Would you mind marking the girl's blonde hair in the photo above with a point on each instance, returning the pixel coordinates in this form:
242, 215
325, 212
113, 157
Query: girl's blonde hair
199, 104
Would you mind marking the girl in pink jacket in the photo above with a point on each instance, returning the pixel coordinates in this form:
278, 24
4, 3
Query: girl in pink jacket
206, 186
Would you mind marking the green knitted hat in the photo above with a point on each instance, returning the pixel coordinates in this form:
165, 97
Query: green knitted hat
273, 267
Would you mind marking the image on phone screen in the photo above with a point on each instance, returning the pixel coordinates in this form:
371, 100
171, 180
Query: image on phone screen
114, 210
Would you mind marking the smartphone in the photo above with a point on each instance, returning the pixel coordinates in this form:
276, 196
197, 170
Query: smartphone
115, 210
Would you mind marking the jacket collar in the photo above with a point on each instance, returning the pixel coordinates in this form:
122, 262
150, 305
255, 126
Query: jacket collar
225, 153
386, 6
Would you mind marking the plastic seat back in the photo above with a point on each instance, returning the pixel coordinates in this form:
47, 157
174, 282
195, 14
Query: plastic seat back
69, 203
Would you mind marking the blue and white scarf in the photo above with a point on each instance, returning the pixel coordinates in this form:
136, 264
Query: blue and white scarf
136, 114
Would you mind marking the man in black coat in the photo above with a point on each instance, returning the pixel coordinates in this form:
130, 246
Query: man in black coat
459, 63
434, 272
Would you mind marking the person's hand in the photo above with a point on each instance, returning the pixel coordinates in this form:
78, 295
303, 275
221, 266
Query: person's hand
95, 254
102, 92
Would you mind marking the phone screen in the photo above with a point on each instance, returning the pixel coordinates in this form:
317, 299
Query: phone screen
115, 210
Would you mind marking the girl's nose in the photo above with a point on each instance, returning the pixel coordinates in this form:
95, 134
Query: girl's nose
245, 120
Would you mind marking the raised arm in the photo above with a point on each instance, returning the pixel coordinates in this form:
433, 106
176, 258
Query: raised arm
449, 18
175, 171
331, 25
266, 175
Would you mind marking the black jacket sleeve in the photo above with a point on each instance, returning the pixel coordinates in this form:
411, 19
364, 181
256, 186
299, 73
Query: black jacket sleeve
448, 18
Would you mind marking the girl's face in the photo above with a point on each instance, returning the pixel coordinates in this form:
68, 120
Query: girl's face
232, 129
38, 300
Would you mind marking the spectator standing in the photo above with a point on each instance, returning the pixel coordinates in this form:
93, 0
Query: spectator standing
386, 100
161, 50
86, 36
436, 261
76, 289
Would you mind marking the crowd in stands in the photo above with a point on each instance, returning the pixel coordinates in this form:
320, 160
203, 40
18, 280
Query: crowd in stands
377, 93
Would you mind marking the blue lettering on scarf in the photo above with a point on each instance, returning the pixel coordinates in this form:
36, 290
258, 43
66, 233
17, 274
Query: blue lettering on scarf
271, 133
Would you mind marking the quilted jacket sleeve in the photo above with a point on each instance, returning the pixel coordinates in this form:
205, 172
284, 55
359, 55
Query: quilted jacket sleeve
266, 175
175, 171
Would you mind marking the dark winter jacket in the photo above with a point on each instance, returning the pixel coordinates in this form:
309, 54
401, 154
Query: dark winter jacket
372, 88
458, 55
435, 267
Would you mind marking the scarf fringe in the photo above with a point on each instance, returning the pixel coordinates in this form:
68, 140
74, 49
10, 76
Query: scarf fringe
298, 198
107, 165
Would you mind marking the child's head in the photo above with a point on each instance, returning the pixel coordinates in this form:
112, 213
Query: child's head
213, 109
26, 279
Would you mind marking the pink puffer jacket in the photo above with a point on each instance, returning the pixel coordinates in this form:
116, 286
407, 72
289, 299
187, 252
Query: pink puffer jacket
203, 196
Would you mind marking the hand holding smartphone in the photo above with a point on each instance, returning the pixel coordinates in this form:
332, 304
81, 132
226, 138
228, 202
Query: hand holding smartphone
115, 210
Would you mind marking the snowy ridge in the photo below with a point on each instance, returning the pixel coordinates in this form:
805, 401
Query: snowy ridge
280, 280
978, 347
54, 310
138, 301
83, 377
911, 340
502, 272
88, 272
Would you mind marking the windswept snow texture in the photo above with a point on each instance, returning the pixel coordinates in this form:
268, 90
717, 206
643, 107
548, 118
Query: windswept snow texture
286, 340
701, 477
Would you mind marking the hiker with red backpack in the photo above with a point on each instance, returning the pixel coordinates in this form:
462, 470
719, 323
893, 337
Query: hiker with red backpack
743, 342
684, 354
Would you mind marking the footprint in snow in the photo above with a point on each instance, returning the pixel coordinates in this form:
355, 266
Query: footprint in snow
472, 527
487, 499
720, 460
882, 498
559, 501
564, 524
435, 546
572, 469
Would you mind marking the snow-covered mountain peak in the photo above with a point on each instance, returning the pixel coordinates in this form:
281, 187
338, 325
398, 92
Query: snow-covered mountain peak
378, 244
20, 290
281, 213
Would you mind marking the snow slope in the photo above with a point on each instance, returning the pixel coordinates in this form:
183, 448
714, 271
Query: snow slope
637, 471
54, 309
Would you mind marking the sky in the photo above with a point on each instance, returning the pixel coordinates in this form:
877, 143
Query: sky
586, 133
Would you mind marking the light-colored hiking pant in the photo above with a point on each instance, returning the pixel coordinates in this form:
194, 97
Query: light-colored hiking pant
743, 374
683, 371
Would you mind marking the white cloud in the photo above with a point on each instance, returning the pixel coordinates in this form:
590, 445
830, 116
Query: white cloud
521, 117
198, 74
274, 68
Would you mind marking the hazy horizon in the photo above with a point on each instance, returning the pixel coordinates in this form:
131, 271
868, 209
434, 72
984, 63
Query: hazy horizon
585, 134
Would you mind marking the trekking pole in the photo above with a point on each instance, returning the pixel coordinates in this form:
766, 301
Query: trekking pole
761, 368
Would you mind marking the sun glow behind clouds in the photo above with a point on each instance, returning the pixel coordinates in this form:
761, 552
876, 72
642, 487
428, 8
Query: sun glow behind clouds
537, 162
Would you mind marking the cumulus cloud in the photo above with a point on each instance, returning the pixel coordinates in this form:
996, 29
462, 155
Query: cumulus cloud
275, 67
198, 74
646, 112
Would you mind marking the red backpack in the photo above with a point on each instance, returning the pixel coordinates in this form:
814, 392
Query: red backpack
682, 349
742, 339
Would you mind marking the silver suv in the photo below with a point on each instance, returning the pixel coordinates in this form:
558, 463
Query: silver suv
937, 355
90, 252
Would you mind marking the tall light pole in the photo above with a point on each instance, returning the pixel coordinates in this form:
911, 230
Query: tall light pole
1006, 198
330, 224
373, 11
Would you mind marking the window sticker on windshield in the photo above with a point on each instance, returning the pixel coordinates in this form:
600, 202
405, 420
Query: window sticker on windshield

### GOAL
Transcribe all entries exactly as they are given.

### REPLY TO THE TASK
Would you mind marking the girl's blonde hair in the photo above with a point on each instance, returning the pixel coordinates in this form:
242, 215
325, 212
113, 157
Query: girl's blonde hair
199, 104
Would you mind marking the girl in pink jacket in the photo above with a point on each instance, returning the pixel coordinates in this form:
278, 24
4, 3
Query: girl in pink jacket
206, 186
Would you mind marking the green knitted hat in the photo above with a point on each instance, returning the pixel coordinates in this form:
165, 97
Query: green knitted hat
273, 267
Would you mind marking the image on phone screen in the photo above with a point on each instance, returning the pixel coordinates in this form:
371, 100
171, 180
Query: image on phone screen
114, 210
Would you mind marking the smartphone in the photo above with a point on each instance, returning the pixel coordinates in this form:
276, 196
197, 170
Query: smartphone
115, 210
Would you mind marking the jacket collar in the photo above with a point on each instance, returning the pixel coordinates in this form:
122, 262
150, 305
255, 126
Query: jacket collar
225, 153
386, 6
Would you mind marking the plastic seat back in the photo above with a point on each instance, returning the pixel coordinates in this form:
47, 157
174, 282
195, 14
Query: plastic seat back
69, 203
Would you mind marking the blue and white scarf in the photo above with a point on each instance, returning the pixel coordinates in this form:
136, 264
Query: blue and white scarf
136, 114
Would you mind marking the man in black coat in the photo above with a point on each instance, returning the pixel coordinates in this form:
130, 246
Query: man in black coat
459, 63
434, 272
Would you mind marking the person's hand in the photo above with a point on each instance, returning the pixel coordinates in this form:
78, 295
303, 275
221, 266
Query: person's hand
95, 254
102, 92
Would you mind marking the phone screen in the photo above with a point on each instance, returning the pixel coordinates in this form:
317, 299
Query: phone screen
115, 210
Would you mind marking the girl's nose in the photo above with a point on each instance, returning the pixel coordinates in this form:
95, 134
Query: girl's nose
245, 120
Would you mind marking the raised arm in the photo above with a point on each instance, returning the pixel coordinates in this form:
433, 106
176, 258
Query: raised arm
449, 18
175, 171
331, 25
266, 175
Would you mind marking the black jacket sleeve in the photo above with a point on each instance, returning the pixel coordinates in this form:
411, 19
364, 181
256, 186
299, 73
Query: black jacket sleeve
448, 18
Would you mind marking the girl's face in the photo above with a point on each instance, returning the pixel coordinates in this form:
68, 120
Query: girl's face
232, 129
38, 300
Would you mind marking the spectator standing in the photo above with a point on each instance, returning the pixel coordinates in this form:
93, 0
Query: spectator standing
386, 100
161, 50
86, 36
436, 261
76, 289
Would you mind marking the crowd in stands in the photo above with a point on each instance, returning the pixel coordinates in this form:
320, 160
203, 40
18, 280
Query: crowd in stands
377, 93
Would you mind marking the blue lettering on scarf in the photo above with a point on each instance, returning the pixel coordinates in this form:
36, 290
258, 43
66, 233
17, 274
Query: blue lettering on scarf
271, 133
Would you mind marking the quilted jacket sleeve in the photo above with a point on each instance, returning the pixel coordinates in this form:
205, 172
284, 55
359, 55
Query: quilted jacket sleeve
266, 175
175, 171
Would you mind marking the dark winter jacket in the photo above with a point on each instance, returning the pixel coordinates in this form:
309, 54
401, 154
Query: dark winter jacket
372, 88
458, 55
435, 267
Would you mind marking the scarf fringe in the photo above with a point on each instance, returning the pixel coordinates in this form:
68, 140
74, 49
10, 76
Query: scarf fringe
298, 198
107, 165
Would you mind marking the child's head in the photo above with a point on each instance, returning the pixel coordinates in this form:
112, 213
Query: child's head
213, 109
26, 279
Would you mind marking the pink puffer jacket in the photo above with a point on each instance, returning the pixel coordinates in this form:
116, 286
407, 72
289, 299
187, 252
Query: pink puffer jacket
203, 196
Would you mind marking the hand holding smartphone in the photo above with a point on each instance, returning the pixel coordinates in this form:
332, 304
81, 132
226, 138
228, 202
Query: hand holding smartphone
115, 210
Would you mind marking the snowy ridge in the photo below with a point on each instance, returning the pixel coordinates in this form:
805, 401
Query: snowy ridge
280, 280
978, 347
54, 310
138, 301
83, 377
911, 340
502, 272
88, 272
Would you mind marking the windswept snow texture in the photo above with a point on each instance, returning the pixel coordinates in this form:
268, 90
717, 206
643, 107
548, 118
Query: windswept snow texture
286, 340
701, 477
Would you mind marking the hiker with red backpack in the photo above with a point on each instance, returning the pixel coordinates in this form:
462, 470
719, 323
893, 337
Query: hiker with red backpack
743, 342
684, 354
Would you mind marking the footprint in snow in the photo above with a point on each instance, returning the pixel coordinates in this form:
355, 266
Query: footprint in snow
472, 527
487, 499
720, 460
882, 498
559, 501
564, 524
435, 546
572, 469
Would you mind marking the snow-covered mountain peak in the photo above with a point on each instance, returning the pixel coordinates in this form:
281, 187
338, 325
398, 92
Query: snow-covered mountain peak
378, 244
20, 290
281, 213
Would you mind marking the snow slope in the photo above with a point on each instance, returning the pixel coordinates in this form:
183, 448
714, 271
Query: snow slope
637, 471
54, 309
Would you mind marking the sky in the photo above with a point on each instance, returning the pixel coordinates in this form:
877, 143
Query: sky
586, 133
Would you mind marking the light-colored hiking pant in the photo above with a point on each instance, returning the pixel coordinates in this form:
194, 97
Query: light-colored hiking pant
743, 374
683, 371
Would you mind marking the white cloud in the photo above with a point on each instance, returning the pixel coordinates in this form:
590, 445
830, 116
Query: white cloud
521, 117
198, 74
274, 68
Would you mind marking the hazy horizon in the photo above with a point on each instance, returning the pixel coordinates in this form:
131, 271
868, 209
434, 72
984, 63
Query: hazy horizon
585, 134
Would you mind marking the trekking pole in the photo above with a point on each instance, returning the pixel coordinates in this form:
766, 301
Query: trekking pole
761, 368
Would you mind marking the sun glow behind clouds in the photo above with a point on each instance, returning the pixel coordinates in this form:
761, 552
876, 72
642, 487
428, 8
Query: sun glow behind clouds
537, 162
Would you mind marking the cumulus cloud in the photo above with a point on each instance, returning the pixel coordinates in this form:
996, 29
462, 155
Query: cumulus cloud
275, 67
198, 74
646, 112
Would you mind marking the red backpack in the photo above with a point on each instance, returning the pixel coordinates in this form:
814, 392
Query: red backpack
682, 349
742, 339
Would you mind marking the silver suv in the photo below with a point on each instance, returning the pixel coordinates in this form:
558, 463
Query: silver suv
937, 355
90, 252
Would you mind marking the tall light pole in the photo above with a point on each instance, returning the pixel coordinates in this form:
911, 230
Query: tall light pole
1006, 198
330, 224
373, 11
Would you mind marking the window sticker on windshield in the photo above with a point on each instance, returning the pixel coordinates in this form:
600, 202
405, 420
Query: window sticker on windshield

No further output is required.